◆ **SUPPLIED RECORDS**:

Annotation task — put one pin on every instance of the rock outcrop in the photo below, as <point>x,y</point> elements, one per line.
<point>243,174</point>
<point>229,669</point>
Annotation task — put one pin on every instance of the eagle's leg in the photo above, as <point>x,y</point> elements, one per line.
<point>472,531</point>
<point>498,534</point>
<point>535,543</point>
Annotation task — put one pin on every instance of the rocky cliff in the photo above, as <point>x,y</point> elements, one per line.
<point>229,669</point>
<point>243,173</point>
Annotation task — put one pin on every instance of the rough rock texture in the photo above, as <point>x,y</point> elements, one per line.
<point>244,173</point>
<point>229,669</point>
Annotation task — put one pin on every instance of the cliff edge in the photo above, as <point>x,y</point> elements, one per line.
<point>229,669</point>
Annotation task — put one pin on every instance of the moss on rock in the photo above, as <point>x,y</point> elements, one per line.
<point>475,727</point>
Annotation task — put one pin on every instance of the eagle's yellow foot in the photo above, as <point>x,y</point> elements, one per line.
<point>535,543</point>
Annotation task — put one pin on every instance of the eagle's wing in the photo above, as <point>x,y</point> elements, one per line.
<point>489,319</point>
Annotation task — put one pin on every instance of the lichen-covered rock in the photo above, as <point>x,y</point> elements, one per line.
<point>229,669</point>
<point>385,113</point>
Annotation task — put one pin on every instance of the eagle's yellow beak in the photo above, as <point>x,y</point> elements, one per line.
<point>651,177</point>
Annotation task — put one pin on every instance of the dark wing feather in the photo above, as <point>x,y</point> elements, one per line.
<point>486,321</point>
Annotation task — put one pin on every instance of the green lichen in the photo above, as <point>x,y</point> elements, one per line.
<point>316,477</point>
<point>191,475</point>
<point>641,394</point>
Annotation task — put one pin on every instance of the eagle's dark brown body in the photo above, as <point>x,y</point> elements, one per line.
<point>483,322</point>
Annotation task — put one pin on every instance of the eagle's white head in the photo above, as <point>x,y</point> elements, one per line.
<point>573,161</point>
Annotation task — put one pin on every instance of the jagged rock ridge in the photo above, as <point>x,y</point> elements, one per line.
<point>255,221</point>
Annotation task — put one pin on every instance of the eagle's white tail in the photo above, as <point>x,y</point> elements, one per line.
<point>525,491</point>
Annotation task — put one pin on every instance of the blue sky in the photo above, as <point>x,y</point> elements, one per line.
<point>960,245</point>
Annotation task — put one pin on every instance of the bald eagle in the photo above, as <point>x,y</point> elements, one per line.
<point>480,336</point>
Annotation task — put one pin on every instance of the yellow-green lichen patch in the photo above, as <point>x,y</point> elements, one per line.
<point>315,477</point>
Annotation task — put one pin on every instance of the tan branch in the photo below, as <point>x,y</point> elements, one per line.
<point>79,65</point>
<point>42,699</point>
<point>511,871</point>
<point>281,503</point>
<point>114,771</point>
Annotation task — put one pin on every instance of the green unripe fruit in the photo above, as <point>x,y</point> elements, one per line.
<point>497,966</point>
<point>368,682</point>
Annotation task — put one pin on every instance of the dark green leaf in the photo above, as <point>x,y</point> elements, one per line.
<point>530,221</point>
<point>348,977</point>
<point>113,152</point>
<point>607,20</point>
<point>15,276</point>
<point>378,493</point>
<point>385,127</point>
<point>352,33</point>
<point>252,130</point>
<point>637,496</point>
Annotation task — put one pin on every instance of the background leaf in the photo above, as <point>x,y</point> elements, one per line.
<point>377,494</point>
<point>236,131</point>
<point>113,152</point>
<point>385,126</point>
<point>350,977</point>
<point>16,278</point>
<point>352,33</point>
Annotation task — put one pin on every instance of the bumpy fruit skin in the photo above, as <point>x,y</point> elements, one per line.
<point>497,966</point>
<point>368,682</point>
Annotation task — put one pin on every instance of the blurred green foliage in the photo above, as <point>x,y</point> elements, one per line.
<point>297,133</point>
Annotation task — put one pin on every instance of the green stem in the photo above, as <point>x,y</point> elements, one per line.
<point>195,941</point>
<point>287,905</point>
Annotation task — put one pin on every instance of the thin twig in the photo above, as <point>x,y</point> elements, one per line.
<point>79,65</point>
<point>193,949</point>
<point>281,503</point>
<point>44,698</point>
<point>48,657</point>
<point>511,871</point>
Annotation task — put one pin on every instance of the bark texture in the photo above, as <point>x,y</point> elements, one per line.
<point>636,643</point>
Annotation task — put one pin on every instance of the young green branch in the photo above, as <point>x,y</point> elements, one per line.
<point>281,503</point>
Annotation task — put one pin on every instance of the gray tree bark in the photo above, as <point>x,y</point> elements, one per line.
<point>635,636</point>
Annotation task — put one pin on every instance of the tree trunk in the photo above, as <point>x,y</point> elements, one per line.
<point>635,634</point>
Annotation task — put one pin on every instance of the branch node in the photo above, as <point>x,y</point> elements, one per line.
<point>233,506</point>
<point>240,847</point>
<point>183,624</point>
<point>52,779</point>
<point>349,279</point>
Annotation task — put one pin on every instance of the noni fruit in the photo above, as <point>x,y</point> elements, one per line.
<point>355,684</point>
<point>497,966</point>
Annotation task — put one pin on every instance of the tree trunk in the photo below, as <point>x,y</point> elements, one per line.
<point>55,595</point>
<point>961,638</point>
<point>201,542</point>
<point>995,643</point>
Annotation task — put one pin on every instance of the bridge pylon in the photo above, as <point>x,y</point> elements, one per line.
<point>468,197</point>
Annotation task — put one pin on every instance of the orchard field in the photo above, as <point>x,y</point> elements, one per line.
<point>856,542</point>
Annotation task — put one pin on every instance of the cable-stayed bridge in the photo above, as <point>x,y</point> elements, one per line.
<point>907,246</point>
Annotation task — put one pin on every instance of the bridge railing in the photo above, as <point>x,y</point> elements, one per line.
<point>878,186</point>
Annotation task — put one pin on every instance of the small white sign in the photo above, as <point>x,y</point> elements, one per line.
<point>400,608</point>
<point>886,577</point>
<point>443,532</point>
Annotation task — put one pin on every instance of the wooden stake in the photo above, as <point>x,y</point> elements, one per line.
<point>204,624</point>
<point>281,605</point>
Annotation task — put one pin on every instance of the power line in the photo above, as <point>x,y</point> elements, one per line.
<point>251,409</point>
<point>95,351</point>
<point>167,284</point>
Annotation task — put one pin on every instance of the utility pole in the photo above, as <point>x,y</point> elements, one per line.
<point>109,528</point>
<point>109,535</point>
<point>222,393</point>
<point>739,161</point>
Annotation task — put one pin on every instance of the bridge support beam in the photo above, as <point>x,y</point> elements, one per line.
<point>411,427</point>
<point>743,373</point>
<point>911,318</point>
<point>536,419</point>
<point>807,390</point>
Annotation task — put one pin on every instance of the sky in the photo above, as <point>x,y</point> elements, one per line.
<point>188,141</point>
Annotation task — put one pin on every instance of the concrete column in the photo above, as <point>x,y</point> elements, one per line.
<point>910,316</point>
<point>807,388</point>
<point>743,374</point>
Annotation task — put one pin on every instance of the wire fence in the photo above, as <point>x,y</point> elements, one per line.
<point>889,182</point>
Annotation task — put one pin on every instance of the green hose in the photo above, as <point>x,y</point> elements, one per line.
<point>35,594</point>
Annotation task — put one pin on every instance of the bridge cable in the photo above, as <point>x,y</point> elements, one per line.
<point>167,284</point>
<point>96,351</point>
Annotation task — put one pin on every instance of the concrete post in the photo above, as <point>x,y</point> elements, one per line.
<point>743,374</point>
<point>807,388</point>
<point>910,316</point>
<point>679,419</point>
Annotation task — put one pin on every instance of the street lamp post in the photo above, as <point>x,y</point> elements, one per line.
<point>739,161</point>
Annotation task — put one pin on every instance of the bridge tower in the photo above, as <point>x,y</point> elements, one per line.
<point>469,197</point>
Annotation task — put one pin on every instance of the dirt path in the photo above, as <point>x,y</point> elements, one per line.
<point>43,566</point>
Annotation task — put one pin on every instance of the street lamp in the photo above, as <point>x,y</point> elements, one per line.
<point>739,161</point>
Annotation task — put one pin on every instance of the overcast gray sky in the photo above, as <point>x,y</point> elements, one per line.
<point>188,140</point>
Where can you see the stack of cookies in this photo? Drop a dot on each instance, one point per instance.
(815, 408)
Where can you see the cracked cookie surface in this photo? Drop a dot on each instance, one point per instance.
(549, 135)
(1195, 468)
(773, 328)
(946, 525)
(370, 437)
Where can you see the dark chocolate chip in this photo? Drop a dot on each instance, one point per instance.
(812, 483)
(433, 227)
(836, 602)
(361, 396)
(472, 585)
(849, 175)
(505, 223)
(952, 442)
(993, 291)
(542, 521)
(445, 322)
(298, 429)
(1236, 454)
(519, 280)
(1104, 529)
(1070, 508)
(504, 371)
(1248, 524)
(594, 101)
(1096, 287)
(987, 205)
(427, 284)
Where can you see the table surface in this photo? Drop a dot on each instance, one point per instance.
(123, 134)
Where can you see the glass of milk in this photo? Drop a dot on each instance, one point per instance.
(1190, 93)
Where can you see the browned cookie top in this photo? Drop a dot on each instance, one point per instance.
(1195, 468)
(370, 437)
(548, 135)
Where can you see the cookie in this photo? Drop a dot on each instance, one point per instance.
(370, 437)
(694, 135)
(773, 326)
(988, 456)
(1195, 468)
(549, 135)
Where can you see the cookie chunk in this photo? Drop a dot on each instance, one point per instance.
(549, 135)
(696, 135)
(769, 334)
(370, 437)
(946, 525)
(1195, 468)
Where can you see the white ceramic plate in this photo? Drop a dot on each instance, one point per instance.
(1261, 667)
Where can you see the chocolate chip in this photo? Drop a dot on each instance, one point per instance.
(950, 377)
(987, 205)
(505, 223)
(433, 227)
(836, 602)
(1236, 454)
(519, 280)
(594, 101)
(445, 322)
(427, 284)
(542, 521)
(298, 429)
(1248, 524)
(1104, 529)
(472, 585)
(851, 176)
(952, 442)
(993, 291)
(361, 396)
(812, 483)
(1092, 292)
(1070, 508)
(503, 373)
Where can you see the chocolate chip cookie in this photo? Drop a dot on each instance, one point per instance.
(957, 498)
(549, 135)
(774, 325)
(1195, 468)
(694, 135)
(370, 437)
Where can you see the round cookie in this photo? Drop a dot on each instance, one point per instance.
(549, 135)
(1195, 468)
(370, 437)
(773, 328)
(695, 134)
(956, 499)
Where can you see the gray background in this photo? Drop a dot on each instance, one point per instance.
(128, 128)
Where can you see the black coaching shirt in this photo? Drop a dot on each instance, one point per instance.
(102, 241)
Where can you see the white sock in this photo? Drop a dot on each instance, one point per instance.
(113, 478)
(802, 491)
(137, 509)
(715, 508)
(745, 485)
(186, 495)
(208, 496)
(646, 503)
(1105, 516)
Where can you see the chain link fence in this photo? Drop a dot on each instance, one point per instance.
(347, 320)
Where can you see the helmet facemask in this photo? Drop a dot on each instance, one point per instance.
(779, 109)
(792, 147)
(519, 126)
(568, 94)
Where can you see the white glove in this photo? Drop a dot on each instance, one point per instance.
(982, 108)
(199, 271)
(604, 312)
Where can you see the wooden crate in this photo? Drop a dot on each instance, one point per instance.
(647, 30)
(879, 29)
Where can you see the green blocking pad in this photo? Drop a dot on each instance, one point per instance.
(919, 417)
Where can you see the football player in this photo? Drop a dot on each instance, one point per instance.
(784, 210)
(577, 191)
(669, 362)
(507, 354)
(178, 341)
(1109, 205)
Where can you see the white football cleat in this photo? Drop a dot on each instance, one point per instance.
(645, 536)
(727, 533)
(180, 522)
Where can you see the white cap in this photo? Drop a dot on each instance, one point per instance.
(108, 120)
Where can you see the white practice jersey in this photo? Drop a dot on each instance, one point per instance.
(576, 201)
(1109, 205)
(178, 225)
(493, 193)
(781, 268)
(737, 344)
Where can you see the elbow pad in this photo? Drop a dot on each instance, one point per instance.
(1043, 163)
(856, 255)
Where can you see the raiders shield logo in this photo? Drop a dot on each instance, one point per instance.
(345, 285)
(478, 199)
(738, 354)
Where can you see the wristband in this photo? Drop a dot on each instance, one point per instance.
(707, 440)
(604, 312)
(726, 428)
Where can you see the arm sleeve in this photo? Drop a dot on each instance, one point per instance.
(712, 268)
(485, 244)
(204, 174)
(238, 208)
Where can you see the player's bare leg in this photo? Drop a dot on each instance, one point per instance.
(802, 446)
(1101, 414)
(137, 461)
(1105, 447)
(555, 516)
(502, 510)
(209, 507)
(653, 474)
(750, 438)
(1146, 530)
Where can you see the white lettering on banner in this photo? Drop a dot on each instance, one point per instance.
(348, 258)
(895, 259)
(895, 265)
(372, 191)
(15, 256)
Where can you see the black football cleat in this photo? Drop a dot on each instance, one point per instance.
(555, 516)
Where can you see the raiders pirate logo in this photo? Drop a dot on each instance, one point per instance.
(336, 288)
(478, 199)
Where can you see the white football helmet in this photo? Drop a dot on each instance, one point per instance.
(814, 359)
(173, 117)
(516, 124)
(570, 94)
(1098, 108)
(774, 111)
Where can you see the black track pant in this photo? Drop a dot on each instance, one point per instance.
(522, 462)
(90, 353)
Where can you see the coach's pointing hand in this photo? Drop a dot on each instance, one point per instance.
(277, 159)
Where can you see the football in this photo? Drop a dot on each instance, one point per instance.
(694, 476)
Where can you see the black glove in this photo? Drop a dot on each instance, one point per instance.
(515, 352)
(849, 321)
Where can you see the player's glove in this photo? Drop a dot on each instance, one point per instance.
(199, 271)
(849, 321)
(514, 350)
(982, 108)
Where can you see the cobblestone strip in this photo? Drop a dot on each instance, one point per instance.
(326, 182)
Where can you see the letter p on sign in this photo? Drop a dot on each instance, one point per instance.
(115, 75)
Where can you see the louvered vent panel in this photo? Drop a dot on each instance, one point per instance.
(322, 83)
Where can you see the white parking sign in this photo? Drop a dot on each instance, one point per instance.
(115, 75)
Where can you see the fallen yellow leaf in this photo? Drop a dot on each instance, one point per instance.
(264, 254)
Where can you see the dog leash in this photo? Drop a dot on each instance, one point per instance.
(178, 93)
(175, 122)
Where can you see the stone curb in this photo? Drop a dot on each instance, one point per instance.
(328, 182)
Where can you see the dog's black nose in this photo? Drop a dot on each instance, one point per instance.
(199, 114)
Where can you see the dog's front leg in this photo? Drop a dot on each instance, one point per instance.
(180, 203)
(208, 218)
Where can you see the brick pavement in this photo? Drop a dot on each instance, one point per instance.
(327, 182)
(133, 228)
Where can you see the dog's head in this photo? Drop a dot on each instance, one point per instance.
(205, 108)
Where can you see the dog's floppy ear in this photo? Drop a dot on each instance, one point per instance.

◆ **EXERCISE**: Convert every line of the records above, from the line containing "Where can you see the white football cleat" down to the line containing "(1146, 530)", both included, into a Markdown table with the columns Row and Line. Number each row, and leave out any blank lines.

◆ **WRITTEN SOLUTION**:
| Row | Line |
|---|---|
| 1 | Where can you see the white football cleat in this photo? Drop a dot on each instance, one point per instance. |
| 2 | (645, 536) |
| 3 | (727, 533) |
| 4 | (180, 522) |
| 5 | Where can you see the white cap in this photo? Drop a dot on each instance, one point per instance. |
| 6 | (108, 120) |
| 7 | Where can you see the white practice jersey in this photo? Drop a dot on each instance, one point per instance. |
| 8 | (576, 201) |
| 9 | (1109, 205) |
| 10 | (178, 225) |
| 11 | (493, 193) |
| 12 | (781, 268) |
| 13 | (737, 344) |
| 14 | Where can you see the elbow pad in this photo? Drop a dot on each instance, one point per instance. |
| 15 | (1043, 163) |
| 16 | (856, 255) |
| 17 | Where can you see the raiders shield logo in this photo? Drop a dot on each instance, one point per instance. |
| 18 | (345, 285) |
| 19 | (478, 199) |
| 20 | (738, 354) |
| 21 | Where can you see the wristband in this photo? Drop a dot on each instance, one point per instance. |
| 22 | (707, 440) |
| 23 | (604, 312) |
| 24 | (726, 428) |
| 25 | Where can you see the arm sleeve in this photo? Drop a dot on each instance, one point per instance. |
| 26 | (712, 268) |
| 27 | (485, 244) |
| 28 | (204, 174) |
| 29 | (238, 208) |
| 30 | Where can you see the player's bare leg in this photo? Drop a dot on each instance, one point per instance. |
| 31 | (802, 446) |
| 32 | (1101, 414) |
| 33 | (137, 461) |
| 34 | (1105, 447) |
| 35 | (555, 516) |
| 36 | (502, 510) |
| 37 | (209, 507) |
| 38 | (653, 474) |
| 39 | (750, 438) |
| 40 | (1146, 530) |